SUPPLIED DATA —
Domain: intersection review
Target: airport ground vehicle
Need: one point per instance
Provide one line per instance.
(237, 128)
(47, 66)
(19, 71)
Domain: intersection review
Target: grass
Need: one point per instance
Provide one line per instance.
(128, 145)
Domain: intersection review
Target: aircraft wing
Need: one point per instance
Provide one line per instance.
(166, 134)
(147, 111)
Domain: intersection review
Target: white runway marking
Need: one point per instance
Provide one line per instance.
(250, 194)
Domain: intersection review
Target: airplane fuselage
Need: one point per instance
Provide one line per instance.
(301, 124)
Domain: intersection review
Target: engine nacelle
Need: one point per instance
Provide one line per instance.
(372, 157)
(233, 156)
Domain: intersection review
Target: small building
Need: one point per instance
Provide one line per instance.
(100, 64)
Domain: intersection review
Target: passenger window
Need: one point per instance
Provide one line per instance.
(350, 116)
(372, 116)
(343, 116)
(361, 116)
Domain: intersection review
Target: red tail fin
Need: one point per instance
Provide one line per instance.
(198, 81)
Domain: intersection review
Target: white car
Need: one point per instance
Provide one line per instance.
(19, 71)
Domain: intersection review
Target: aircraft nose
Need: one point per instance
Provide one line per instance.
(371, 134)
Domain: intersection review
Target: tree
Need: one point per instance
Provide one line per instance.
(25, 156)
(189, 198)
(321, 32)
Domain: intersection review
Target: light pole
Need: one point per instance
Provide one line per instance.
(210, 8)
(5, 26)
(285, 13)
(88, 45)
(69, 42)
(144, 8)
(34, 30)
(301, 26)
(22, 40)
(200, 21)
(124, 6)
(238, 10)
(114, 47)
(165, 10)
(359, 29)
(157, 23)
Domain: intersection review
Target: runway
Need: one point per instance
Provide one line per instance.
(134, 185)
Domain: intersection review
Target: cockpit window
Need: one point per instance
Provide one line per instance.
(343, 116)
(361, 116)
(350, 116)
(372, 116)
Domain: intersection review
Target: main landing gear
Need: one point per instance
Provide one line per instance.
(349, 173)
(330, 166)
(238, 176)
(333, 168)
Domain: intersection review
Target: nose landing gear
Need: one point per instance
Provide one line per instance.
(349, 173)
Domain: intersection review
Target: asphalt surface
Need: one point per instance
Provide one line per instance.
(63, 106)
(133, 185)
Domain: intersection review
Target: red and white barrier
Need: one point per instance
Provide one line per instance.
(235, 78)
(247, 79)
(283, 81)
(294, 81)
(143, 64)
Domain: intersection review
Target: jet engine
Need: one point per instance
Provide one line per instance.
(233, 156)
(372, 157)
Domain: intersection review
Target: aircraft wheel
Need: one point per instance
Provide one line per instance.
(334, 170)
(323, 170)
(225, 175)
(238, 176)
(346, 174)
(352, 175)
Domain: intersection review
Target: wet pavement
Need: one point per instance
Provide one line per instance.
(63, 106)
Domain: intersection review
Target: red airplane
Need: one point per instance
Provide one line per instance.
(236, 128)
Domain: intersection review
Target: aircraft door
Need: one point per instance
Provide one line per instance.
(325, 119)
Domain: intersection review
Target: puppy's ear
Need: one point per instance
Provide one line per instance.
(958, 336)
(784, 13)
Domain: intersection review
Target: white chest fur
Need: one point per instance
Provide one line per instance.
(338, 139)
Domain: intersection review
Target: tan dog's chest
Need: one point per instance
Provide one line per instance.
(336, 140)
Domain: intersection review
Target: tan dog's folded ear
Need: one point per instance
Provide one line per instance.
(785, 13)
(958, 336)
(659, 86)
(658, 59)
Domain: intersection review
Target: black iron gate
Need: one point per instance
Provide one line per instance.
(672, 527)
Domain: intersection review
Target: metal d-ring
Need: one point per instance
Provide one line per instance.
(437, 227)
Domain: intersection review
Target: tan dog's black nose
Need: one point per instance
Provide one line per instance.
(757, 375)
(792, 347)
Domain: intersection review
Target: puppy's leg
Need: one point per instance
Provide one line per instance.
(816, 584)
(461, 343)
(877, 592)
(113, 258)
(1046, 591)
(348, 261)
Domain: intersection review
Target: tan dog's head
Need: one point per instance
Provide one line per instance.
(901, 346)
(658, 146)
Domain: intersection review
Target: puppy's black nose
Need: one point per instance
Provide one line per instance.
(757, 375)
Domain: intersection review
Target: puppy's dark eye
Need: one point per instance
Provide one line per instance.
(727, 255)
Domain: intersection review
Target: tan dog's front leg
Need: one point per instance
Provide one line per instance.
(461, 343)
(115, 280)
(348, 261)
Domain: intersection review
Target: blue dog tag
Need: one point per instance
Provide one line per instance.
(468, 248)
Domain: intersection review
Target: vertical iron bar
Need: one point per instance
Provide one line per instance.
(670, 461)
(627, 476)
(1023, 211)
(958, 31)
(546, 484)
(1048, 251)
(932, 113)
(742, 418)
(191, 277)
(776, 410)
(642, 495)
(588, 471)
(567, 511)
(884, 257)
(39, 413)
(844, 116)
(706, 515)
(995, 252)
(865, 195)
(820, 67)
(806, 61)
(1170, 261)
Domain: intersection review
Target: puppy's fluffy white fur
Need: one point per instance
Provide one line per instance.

OBJECTIVE —
Return the material in full, exactly as shown.

WRITTEN RESPONSE —
Domain: intersection review
Target: airport ground vehicle
Need: one point per instance
Provide one line per instance.
(237, 128)
(47, 66)
(19, 71)
Domain: intersection review
Target: grass
Need: one point per instance
Provide one line per instance.
(128, 145)
Domain: intersection review
Target: aircraft wing
Need: one point per instance
Provide one line per instance.
(166, 134)
(147, 111)
Domain: intersection review
Target: white runway marking
Need: one point per instance
Provide one line per instance.
(250, 194)
Domain: intersection review
Target: airplane fuselage
Need: one point per instance
Provide one line per instance.
(301, 124)
Domain: intersection review
Target: engine nacelle
Need: one point per instance
Provide one line per instance.
(372, 157)
(233, 156)
Domain: intersection review
Target: small building
Need: one point per instance
Provide one line per instance.
(100, 64)
Domain: intersection review
Target: passenger window
Need: one point per instance
Provide one line per instance.
(350, 116)
(372, 116)
(343, 116)
(361, 116)
Domain: intersection review
Target: red tail fin
Need: one point per instance
Provide one line per instance.
(198, 81)
Domain: intersection review
Target: white car
Need: one point per instance
Provide one line per instance.
(19, 71)
Domain: intersection review
Target: aircraft nose
Need: one point per instance
Provide one line per instance.
(371, 134)
Domain: intersection review
Target: tree
Need: one point per instance
Provide one line per instance.
(25, 156)
(189, 198)
(321, 32)
Domain: intersection review
Target: light pole
Need: one point per instance
Provide one line per instance.
(210, 8)
(5, 26)
(285, 13)
(88, 45)
(69, 42)
(144, 8)
(34, 30)
(301, 26)
(22, 40)
(200, 21)
(124, 6)
(238, 10)
(114, 47)
(165, 10)
(359, 29)
(157, 23)
Domain: intersection review
Target: runway
Need: one point per instance
Provide one line per instance.
(134, 185)
Domain: intersection review
Target: cockpit window
Need: one point per instance
Provide one line per instance.
(343, 116)
(361, 116)
(350, 116)
(372, 116)
Domain: intersection review
Target: main landing gear
Need: one point per instance
Provide one line per instance.
(349, 173)
(330, 166)
(238, 176)
(333, 168)
Domain: intersection review
Target: nose landing gear
Need: one point per instance
Provide one line per instance.
(349, 173)
Domain: intersection review
Target: asphalt surface
Need: one point per instance
Provide one line per instance.
(63, 106)
(133, 185)
Domain: intersection review
Target: red and white barrier
Need: one point per instance
Provide one line per instance.
(235, 78)
(247, 79)
(283, 81)
(294, 81)
(143, 64)
Domain: intersection review
Target: jet engine
Need: one point per instance
Provide one line per instance.
(233, 156)
(372, 157)
Domain: intersection review
Target: aircraft wheel
Need: one point per instance
Provide one line per instance.
(334, 170)
(323, 170)
(225, 175)
(238, 176)
(346, 174)
(352, 175)
Domain: intersection review
Target: wet pavement
Need: one point per instance
Provide one line per instance.
(63, 106)
Domain: intersection review
Target: red airplane
Need: one point per instance
Provide one line per instance.
(236, 128)
Domain: intersection review
Target: aircraft door
Need: one point per instance
Provide one line per instance.
(325, 119)
Domain: intersection review
Target: puppy's ear
Need: one point per instance
Provide one line per instance.
(958, 336)
(784, 13)
Domain: intersection review
Target: white chest fur
Need: one point per instance
Provide one line per instance.
(338, 139)
Domain: intersection review
Target: tan dog's chest
Need: one point per instance
Provide one line per instance.
(336, 140)
Domain: intersection review
Target: tan dog's folded ear
Need: one point per instance
Provide one line per instance.
(785, 13)
(958, 336)
(659, 86)
(658, 59)
Domain: intersection review
Target: black iron gate
Need: one point per instance
Provide one line per instance.
(672, 527)
Domain: intersection review
Target: metal d-ring
Need: one point per instance
Provide one line per instance.
(437, 227)
Domain: intersection review
Target: tan dog's black nose
Need: one point per instance
Provide one line per instance.
(757, 375)
(792, 347)
Domain: intersection review
Target: puppy's leg
Need: one point per instance
Provide one line per instance.
(816, 584)
(461, 343)
(877, 592)
(113, 258)
(1046, 591)
(348, 261)
Domain: intersection review
Target: tan dog's head
Need: one point per instance
Provide one line per instance.
(901, 346)
(658, 146)
Domain: intersection review
Target: puppy's black nose
Need: one point per instance
Provide one line per instance.
(757, 375)
Domain: intersection review
Target: puppy's dark eye
Need: one point per instance
Provide one line per instance.
(727, 255)
Domain: intersection review
Target: tan dog's front leg
Need: one point per instance
Provide one line per instance.
(461, 343)
(115, 280)
(348, 261)
Domain: intersection review
Target: blue dog tag
Need: one point per instance
Provide one line per instance.
(468, 248)
Domain: intersection review
Target: vertical iron bar
Need: one point per instance
Provide one line per instance.
(670, 461)
(627, 476)
(1023, 211)
(958, 31)
(546, 484)
(1048, 251)
(932, 113)
(742, 418)
(191, 277)
(776, 410)
(642, 495)
(588, 471)
(567, 511)
(884, 257)
(39, 413)
(844, 116)
(706, 515)
(995, 252)
(865, 195)
(820, 67)
(806, 61)
(1170, 261)
Domain: intersection review
Target: puppy's fluffy white fur
Need: one point per instance
Provide one line per instance.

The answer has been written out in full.